ТЕКСТ СТРАНИЦЫ:
━━━━━━━━━━━━━━━━

Сергей Дворцевой: «Где-то там есть земля»
С 16 по 24 декабря 2021 года в кинозале Инженерного корпуса Третьяковской галереи пройдет полная ретроспектива фильмов Сергея Дворцевого. О картине «Айка», одиночестве автора и ожидании снега читайте в большой беседе режиссера с Константином Шавловским, опубликованной в 70-м номере «Сеанса».
СЕАНС – 70
Можно назвать «Тюльпан» и «Айку» дилогией?
Есть схожие элементы: говорят, что оба фильма — о людях, которые хотят вырваться из своего круга жизни.
Оба, можно сказать, о предпринимателях. Асхат хочет открыть своё дело, и Айка тоже…
Можно и так посмотреть. Но это, скорее, непреднамеренное сходство. В «Айке» еще тюльпаны есть, и все меня спрашивают, специально я сделал это или нет.
Специально?
Ну, с одной стороны, да, потому что тюльпаны — это элемент моей жизни. Я же из Казахстана, работал в степи, видел, как бывает: степь вся в тюльпанах в марте-апреле. Это очень красиво — степной тюльпанчик он не такой, как голландский, очень живучий цветок. Фильм так назывался, потому что я встретил девушку-казашку, которую звали Тюльпан. Именно по-русски, тюльпан по-казахски — это «кызгалдак», совсем другое слово. И я назвал героиню Тюльпан. И фильм тоже. А в «Айке» тюльпаны появились, потому что я знал человека, который выращивал тюльпаны в квартире.

━━━━━━━━━━━━━━━━

[Записи точечной разметки]

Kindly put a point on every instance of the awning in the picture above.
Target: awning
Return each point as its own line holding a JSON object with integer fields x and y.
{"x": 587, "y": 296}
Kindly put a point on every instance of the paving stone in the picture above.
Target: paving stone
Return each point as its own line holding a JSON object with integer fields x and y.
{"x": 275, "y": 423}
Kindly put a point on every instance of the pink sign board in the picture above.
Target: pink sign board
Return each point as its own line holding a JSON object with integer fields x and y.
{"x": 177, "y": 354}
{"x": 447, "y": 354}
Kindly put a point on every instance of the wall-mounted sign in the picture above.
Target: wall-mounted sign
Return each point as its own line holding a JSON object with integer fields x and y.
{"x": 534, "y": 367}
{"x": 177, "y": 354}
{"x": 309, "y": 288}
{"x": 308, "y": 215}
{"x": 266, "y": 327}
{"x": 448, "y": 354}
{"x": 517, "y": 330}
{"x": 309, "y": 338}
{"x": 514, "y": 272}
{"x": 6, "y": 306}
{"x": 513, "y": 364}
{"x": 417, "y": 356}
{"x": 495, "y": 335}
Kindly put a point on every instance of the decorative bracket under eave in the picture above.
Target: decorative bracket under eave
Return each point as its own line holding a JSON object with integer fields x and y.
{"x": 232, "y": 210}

━━━━━━━━━━━━━━━━

ПИСЬМЕННОЕ ЗАДАНИЕ:
Подхватите интервью с Сергеем Дворцевым сразу после последней фразы и продолжите его.

ПИСЬМЕННЫЙ ОТВЕТ:
Хостел «Солнечный», в котором растут эти тюльпаны, — это работа художника-постановщика или реальный хостел?
Это декорация.
А ветклиника?
Тоже декорация. Она была в сценарии, хотя эпизоды в ней были другие, другое развитие событий. В процессе съёмок я понял, что она должна появиться позже. И что там будет эта женщина с ребёнком. Всё вживую делалось, и эта женщина не актриса. Она из тех людей, которые не актёры по профессии, но актёры по сути. Не боится камеры, моментально схватывает и исполняет при этом чудесно. Живёт перед камерой. И родился эпизод с подсобкой.
Этот эпизод, конечно, поражает. Как там всё выстроено: туда, кажется, и два человека с трудом помещаются, не то что камера.
Это я снимал. Там, действительно, было сложно. А я снимаю интуитивно: это чистый джаз. Но наш оператор-постановщик [Иоланта Дылевска — примеч. ред.] всё контролировала; даже когда ее с нами не было, мы посылали ей материал в Польшу, и она его отсматривала, делала замечания. Она не только оператор, мы обсуждаем с ней всё, у неё, кстати, еще и режиссерское образование, помимо операторского. Многое по камере, по свету мы придумывали с ней вместе, обсуждали.
Как вы строили декорации? Вот, например, подпольный цех, где ощипывают кур — как вы это придумали?
С одной стороны, это — декорация, с другой — реальный цех. Мы сначала построили этот цех, но не знали, что там будет. А потом я увидел ролик с работой куриного цеха, мы нашли женщин, которые этим занимаются. И с их помощью воссоздали настоящий цех, где работали настоящие работницы.
И кур сбывали по-настоящему потом?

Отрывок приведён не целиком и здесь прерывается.